EXERCISE INPUT start

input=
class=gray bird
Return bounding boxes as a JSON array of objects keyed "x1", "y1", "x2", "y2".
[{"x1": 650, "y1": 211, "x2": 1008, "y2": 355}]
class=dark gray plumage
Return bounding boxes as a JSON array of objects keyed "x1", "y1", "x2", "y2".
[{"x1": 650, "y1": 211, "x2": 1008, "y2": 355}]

EXERCISE INPUT end
EXERCISE INPUT start

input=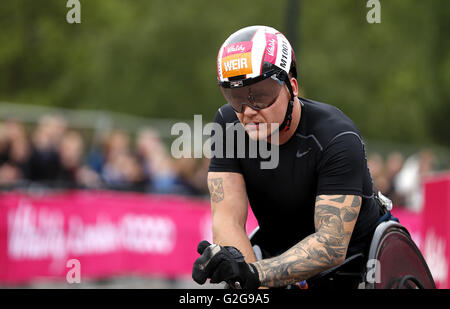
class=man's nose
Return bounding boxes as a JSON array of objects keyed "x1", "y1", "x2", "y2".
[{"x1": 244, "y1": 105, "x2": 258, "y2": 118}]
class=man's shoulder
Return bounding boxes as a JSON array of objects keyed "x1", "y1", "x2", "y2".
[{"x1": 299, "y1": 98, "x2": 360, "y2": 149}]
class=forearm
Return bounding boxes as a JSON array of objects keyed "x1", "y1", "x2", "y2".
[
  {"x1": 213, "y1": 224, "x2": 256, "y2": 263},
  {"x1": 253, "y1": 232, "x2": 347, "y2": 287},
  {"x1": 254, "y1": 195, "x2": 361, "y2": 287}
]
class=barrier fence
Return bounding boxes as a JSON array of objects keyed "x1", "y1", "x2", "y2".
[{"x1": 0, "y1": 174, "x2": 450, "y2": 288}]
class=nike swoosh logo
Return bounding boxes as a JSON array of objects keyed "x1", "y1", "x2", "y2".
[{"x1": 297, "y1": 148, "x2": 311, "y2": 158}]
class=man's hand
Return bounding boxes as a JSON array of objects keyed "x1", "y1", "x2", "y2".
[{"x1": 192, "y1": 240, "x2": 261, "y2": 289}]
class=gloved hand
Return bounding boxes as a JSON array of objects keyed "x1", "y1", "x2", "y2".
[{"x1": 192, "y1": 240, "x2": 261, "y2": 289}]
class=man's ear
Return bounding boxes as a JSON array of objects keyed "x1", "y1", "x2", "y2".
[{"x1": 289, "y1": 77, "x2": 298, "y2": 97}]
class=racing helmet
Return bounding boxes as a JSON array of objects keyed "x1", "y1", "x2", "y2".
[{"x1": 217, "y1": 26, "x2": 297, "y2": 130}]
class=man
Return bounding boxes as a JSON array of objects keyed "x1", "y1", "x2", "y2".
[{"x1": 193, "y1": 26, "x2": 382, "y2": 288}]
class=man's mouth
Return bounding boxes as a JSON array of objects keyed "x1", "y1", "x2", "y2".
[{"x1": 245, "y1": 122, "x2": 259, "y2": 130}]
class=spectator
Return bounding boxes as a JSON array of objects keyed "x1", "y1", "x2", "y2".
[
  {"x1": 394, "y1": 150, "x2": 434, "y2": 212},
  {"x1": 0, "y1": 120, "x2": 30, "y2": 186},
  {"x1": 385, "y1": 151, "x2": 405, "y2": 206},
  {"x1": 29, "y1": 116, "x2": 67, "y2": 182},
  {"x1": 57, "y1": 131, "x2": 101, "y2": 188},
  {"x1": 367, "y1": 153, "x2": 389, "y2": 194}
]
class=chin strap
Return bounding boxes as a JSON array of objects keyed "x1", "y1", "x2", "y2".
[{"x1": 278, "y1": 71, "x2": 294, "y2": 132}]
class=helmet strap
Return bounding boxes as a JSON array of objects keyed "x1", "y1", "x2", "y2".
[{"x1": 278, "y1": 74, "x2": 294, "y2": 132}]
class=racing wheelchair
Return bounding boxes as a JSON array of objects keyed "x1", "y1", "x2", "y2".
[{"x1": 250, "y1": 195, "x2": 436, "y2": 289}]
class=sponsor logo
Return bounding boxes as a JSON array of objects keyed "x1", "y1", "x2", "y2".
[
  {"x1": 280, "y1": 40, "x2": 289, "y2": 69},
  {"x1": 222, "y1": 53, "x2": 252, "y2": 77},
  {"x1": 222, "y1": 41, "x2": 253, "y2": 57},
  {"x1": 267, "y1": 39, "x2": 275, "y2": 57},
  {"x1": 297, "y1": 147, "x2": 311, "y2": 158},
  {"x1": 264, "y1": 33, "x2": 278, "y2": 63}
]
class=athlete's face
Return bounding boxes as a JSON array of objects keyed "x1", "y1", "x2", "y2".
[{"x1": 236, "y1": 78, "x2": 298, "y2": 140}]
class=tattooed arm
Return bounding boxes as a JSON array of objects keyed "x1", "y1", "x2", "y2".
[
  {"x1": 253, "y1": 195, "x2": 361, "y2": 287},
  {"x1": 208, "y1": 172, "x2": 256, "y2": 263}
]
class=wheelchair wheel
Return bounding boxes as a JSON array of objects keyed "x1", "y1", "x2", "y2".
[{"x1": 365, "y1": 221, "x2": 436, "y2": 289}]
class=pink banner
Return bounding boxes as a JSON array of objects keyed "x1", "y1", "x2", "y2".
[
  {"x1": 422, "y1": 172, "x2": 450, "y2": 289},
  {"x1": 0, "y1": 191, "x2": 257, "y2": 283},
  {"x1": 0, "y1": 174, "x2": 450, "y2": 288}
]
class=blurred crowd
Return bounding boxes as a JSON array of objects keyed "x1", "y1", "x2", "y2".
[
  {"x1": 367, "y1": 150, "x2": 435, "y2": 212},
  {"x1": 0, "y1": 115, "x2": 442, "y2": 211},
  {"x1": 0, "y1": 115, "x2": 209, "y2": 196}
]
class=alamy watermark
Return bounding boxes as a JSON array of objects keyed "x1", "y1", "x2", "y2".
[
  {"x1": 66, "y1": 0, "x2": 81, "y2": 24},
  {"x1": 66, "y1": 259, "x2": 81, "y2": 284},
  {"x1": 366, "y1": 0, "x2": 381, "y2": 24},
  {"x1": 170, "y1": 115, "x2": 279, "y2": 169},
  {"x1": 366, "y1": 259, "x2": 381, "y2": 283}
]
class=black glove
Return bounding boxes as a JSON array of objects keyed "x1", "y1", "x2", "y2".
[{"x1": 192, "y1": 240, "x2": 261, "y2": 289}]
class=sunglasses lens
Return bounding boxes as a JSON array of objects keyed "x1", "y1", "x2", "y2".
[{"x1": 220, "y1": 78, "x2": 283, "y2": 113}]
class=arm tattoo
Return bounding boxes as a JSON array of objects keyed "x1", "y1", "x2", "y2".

EXERCISE INPUT end
EXERCISE INPUT start

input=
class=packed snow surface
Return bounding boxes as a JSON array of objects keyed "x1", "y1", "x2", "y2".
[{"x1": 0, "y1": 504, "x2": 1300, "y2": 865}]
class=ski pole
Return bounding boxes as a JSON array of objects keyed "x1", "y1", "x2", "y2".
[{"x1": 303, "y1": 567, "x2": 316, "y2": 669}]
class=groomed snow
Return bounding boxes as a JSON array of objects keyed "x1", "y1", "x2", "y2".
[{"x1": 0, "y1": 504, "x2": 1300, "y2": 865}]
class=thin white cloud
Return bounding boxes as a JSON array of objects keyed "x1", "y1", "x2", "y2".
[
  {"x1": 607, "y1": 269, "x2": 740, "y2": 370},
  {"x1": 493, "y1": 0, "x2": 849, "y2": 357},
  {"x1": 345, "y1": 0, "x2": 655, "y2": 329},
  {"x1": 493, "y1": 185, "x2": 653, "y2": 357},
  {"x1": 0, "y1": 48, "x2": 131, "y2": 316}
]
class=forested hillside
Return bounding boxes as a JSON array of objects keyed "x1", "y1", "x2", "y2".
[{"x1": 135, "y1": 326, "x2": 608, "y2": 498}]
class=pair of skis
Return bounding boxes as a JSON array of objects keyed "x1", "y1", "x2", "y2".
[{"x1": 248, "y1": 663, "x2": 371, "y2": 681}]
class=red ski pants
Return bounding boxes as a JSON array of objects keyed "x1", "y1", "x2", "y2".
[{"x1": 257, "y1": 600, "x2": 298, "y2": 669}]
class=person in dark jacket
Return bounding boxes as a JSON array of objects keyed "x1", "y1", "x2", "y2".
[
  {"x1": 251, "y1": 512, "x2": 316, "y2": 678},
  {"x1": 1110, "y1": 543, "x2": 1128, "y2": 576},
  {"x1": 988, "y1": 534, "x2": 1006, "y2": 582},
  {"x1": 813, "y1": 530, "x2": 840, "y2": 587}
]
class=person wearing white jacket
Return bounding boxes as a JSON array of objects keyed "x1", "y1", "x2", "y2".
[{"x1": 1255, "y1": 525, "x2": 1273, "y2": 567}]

EXERCISE INPUT end

▸ **EXERCISE OBJECTIVE**
Locate each line in the rows that contains the word "logo", and copy those lines.

▸ **ANSWER FOR THE TASK**
class=nike swoosh logo
class=sponsor logo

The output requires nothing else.